Task requirements → Display every line of the records below that contains the string "hillside", copying each matching line in full. Matching is case-sensitive.

Excerpted data →
#####

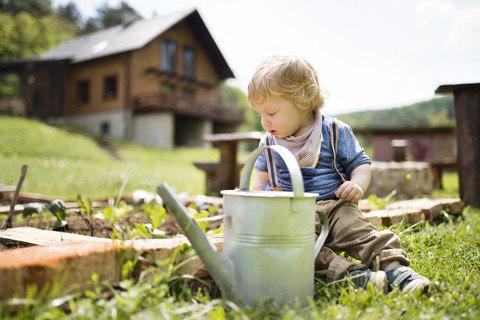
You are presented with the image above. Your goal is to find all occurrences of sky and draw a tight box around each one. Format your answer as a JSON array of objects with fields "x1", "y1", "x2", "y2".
[{"x1": 52, "y1": 0, "x2": 480, "y2": 114}]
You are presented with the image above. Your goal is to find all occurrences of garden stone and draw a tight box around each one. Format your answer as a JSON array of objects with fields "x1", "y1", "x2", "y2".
[{"x1": 365, "y1": 161, "x2": 434, "y2": 200}]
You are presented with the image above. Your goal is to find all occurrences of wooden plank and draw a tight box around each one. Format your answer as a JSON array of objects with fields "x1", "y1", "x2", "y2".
[
  {"x1": 0, "y1": 227, "x2": 112, "y2": 246},
  {"x1": 0, "y1": 235, "x2": 223, "y2": 301},
  {"x1": 0, "y1": 204, "x2": 23, "y2": 214}
]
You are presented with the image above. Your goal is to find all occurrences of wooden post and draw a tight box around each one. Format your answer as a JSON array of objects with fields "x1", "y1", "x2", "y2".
[{"x1": 435, "y1": 83, "x2": 480, "y2": 208}]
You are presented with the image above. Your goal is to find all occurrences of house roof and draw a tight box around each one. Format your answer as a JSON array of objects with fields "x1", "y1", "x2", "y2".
[
  {"x1": 435, "y1": 83, "x2": 480, "y2": 93},
  {"x1": 2, "y1": 9, "x2": 234, "y2": 79}
]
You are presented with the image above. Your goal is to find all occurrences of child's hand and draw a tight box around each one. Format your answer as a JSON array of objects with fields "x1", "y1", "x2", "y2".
[{"x1": 335, "y1": 181, "x2": 363, "y2": 202}]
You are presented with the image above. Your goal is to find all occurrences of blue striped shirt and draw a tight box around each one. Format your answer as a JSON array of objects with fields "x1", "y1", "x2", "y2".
[{"x1": 254, "y1": 115, "x2": 372, "y2": 200}]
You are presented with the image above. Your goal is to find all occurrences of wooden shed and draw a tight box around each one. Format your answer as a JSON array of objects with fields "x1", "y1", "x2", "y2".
[{"x1": 435, "y1": 83, "x2": 480, "y2": 208}]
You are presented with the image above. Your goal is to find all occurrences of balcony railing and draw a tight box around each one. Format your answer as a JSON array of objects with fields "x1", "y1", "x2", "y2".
[{"x1": 133, "y1": 94, "x2": 244, "y2": 123}]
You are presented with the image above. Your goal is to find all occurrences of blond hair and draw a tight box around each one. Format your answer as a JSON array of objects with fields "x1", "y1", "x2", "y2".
[{"x1": 248, "y1": 54, "x2": 324, "y2": 111}]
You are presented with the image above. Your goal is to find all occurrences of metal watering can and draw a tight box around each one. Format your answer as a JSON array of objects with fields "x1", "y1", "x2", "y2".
[{"x1": 157, "y1": 145, "x2": 328, "y2": 306}]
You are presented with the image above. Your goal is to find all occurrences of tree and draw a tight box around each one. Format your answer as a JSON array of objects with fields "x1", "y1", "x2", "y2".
[
  {"x1": 0, "y1": 0, "x2": 53, "y2": 17},
  {"x1": 78, "y1": 1, "x2": 142, "y2": 34},
  {"x1": 57, "y1": 2, "x2": 82, "y2": 25},
  {"x1": 97, "y1": 1, "x2": 142, "y2": 28},
  {"x1": 0, "y1": 11, "x2": 75, "y2": 98}
]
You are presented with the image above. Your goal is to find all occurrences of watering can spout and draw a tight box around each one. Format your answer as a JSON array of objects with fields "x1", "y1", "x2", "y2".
[{"x1": 157, "y1": 183, "x2": 233, "y2": 298}]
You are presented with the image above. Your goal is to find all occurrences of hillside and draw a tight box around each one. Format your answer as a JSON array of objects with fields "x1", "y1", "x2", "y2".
[
  {"x1": 336, "y1": 96, "x2": 455, "y2": 129},
  {"x1": 0, "y1": 115, "x2": 219, "y2": 199}
]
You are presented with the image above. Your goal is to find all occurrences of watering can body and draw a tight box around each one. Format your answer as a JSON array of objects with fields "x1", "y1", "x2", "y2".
[
  {"x1": 158, "y1": 145, "x2": 328, "y2": 305},
  {"x1": 222, "y1": 191, "x2": 315, "y2": 305}
]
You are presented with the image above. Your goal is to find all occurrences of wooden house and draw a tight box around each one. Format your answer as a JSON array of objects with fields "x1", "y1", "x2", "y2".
[
  {"x1": 0, "y1": 9, "x2": 244, "y2": 148},
  {"x1": 354, "y1": 127, "x2": 456, "y2": 162},
  {"x1": 435, "y1": 83, "x2": 480, "y2": 208}
]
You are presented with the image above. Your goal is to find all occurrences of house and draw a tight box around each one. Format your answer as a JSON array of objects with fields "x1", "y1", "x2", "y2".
[
  {"x1": 435, "y1": 83, "x2": 480, "y2": 208},
  {"x1": 0, "y1": 9, "x2": 244, "y2": 148},
  {"x1": 354, "y1": 127, "x2": 457, "y2": 162}
]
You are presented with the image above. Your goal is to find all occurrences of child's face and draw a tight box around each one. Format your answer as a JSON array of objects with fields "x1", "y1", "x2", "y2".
[{"x1": 253, "y1": 97, "x2": 315, "y2": 138}]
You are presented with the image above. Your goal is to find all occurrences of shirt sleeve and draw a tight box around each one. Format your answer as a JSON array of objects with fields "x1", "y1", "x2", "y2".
[
  {"x1": 337, "y1": 120, "x2": 372, "y2": 178},
  {"x1": 253, "y1": 136, "x2": 268, "y2": 172}
]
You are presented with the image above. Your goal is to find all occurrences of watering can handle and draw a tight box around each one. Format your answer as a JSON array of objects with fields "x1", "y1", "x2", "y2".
[
  {"x1": 313, "y1": 210, "x2": 328, "y2": 259},
  {"x1": 240, "y1": 145, "x2": 304, "y2": 198}
]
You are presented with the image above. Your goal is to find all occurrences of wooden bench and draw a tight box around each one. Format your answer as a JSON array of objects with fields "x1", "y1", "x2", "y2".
[
  {"x1": 427, "y1": 158, "x2": 457, "y2": 189},
  {"x1": 193, "y1": 162, "x2": 244, "y2": 197},
  {"x1": 194, "y1": 131, "x2": 263, "y2": 196}
]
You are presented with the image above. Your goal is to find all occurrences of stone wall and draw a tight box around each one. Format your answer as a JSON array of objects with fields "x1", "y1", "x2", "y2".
[{"x1": 365, "y1": 161, "x2": 434, "y2": 200}]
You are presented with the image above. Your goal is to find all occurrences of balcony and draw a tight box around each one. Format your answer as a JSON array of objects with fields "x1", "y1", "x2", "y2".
[{"x1": 133, "y1": 94, "x2": 244, "y2": 124}]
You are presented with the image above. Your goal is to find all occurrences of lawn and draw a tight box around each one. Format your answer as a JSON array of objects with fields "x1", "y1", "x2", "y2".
[
  {"x1": 0, "y1": 116, "x2": 224, "y2": 199},
  {"x1": 0, "y1": 116, "x2": 480, "y2": 320}
]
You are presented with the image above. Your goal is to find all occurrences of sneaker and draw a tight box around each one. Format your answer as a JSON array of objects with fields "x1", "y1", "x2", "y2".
[
  {"x1": 386, "y1": 266, "x2": 430, "y2": 293},
  {"x1": 346, "y1": 270, "x2": 388, "y2": 293}
]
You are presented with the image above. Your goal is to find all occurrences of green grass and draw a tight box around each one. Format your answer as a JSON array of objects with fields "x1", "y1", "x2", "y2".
[
  {"x1": 0, "y1": 116, "x2": 219, "y2": 199},
  {"x1": 0, "y1": 208, "x2": 480, "y2": 320},
  {"x1": 0, "y1": 116, "x2": 480, "y2": 320}
]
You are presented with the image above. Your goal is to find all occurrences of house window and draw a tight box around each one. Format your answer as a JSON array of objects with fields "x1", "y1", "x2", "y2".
[
  {"x1": 182, "y1": 88, "x2": 195, "y2": 99},
  {"x1": 103, "y1": 76, "x2": 117, "y2": 100},
  {"x1": 77, "y1": 81, "x2": 90, "y2": 104},
  {"x1": 33, "y1": 89, "x2": 43, "y2": 110},
  {"x1": 162, "y1": 40, "x2": 177, "y2": 72},
  {"x1": 183, "y1": 48, "x2": 195, "y2": 79},
  {"x1": 100, "y1": 121, "x2": 110, "y2": 135},
  {"x1": 161, "y1": 82, "x2": 175, "y2": 94}
]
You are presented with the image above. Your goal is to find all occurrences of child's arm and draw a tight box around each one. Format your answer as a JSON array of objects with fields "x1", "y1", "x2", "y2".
[
  {"x1": 335, "y1": 163, "x2": 372, "y2": 202},
  {"x1": 252, "y1": 170, "x2": 268, "y2": 191}
]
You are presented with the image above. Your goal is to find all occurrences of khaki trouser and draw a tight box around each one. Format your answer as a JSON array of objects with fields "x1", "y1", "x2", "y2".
[{"x1": 315, "y1": 200, "x2": 410, "y2": 282}]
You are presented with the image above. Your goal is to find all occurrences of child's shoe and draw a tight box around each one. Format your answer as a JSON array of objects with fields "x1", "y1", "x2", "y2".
[
  {"x1": 347, "y1": 270, "x2": 388, "y2": 293},
  {"x1": 386, "y1": 266, "x2": 430, "y2": 293}
]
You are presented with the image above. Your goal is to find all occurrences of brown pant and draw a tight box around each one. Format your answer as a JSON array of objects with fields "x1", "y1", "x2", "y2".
[{"x1": 315, "y1": 200, "x2": 410, "y2": 282}]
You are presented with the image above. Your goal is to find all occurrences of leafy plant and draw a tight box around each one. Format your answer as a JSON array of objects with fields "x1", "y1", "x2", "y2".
[
  {"x1": 135, "y1": 200, "x2": 169, "y2": 239},
  {"x1": 48, "y1": 199, "x2": 68, "y2": 231}
]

#####

Solution for this task →
You are presented with the image above. Your goal is to find all occurrences of hillside and draw a tight box around each one. Format your answer as a JSON array of objects with fields "x1", "y1", "x2", "y2".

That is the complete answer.